## THE TASK
Can you rewrite the listing as a JSON list of strings, one string per line and no blank lines, from its first line up to and including the line containing "335), (75, 53)]", and nothing beyond that?

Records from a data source
+ + + +

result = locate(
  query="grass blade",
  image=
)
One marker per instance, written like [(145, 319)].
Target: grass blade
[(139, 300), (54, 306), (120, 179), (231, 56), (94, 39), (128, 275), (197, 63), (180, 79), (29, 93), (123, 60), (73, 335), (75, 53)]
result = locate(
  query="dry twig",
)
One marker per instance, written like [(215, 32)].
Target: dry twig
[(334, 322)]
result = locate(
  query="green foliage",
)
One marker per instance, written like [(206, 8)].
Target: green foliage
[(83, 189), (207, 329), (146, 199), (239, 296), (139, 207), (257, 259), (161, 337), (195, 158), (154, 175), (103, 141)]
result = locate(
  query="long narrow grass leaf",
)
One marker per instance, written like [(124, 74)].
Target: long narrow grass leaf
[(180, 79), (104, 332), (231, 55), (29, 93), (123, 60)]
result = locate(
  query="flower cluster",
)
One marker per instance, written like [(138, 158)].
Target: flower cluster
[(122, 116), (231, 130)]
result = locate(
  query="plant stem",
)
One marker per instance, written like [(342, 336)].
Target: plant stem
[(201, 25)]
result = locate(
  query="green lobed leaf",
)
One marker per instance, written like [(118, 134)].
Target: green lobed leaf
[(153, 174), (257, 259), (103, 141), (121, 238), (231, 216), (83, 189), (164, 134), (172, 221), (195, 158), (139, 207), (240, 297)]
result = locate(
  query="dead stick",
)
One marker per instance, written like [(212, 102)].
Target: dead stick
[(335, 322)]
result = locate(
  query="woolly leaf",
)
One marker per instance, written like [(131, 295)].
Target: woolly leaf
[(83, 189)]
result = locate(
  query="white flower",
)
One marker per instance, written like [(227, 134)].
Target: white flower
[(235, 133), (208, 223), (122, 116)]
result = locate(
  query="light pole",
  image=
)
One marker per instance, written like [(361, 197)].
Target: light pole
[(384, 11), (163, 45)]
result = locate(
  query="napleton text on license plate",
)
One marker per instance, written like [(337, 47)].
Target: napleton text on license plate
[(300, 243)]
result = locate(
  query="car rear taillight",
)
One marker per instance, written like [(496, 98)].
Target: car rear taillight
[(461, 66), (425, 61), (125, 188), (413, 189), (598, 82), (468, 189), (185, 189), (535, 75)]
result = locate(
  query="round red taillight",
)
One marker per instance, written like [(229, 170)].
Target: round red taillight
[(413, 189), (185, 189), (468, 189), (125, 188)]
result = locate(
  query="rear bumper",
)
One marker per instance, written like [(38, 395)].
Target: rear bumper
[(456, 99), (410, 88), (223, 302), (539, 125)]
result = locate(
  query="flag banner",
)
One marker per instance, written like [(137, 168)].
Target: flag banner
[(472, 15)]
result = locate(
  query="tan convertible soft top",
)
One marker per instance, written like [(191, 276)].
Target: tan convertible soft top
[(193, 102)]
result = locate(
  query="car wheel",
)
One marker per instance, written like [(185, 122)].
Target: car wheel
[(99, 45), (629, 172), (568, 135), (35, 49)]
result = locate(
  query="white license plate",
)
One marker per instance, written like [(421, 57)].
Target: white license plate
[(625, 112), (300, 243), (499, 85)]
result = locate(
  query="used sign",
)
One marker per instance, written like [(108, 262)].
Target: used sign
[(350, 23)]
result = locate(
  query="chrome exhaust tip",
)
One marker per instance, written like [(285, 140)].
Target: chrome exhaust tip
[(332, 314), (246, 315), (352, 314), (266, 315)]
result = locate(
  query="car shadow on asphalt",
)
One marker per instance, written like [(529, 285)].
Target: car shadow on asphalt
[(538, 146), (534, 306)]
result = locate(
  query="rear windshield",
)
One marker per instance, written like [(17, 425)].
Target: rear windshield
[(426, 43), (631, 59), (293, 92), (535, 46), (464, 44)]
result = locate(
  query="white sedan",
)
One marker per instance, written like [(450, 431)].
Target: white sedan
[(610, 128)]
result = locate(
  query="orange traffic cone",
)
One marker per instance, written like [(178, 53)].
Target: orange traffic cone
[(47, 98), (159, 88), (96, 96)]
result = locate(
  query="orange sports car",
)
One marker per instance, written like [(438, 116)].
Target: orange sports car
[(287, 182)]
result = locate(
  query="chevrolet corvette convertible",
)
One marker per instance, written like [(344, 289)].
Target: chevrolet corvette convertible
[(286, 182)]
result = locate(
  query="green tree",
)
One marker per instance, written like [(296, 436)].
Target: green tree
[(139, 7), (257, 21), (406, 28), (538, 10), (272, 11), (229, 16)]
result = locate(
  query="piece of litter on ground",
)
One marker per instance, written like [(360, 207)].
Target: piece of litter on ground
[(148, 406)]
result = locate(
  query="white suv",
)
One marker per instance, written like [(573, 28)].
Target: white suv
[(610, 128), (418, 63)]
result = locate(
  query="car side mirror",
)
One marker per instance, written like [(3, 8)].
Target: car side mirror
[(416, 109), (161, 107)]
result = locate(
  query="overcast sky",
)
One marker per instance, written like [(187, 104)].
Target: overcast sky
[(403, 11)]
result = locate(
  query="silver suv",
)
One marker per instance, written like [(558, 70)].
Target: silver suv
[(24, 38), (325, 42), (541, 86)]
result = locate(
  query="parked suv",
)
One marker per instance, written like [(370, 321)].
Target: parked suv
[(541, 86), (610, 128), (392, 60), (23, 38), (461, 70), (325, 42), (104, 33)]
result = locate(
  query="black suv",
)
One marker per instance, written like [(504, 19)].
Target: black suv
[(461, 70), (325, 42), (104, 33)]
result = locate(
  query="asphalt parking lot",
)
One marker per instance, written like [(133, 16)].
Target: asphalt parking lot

+ + + +

## EXERCISE OUTPUT
[
  "result = locate(",
  "  query=\"grass blade\",",
  "  image=",
  ")",
  "One marker per instance, written like [(145, 319)].",
  "Target: grass blade",
  "[(139, 300), (54, 306), (120, 179), (231, 56), (94, 39), (128, 275), (197, 63), (180, 79), (29, 93), (123, 60), (73, 335), (75, 53)]"
]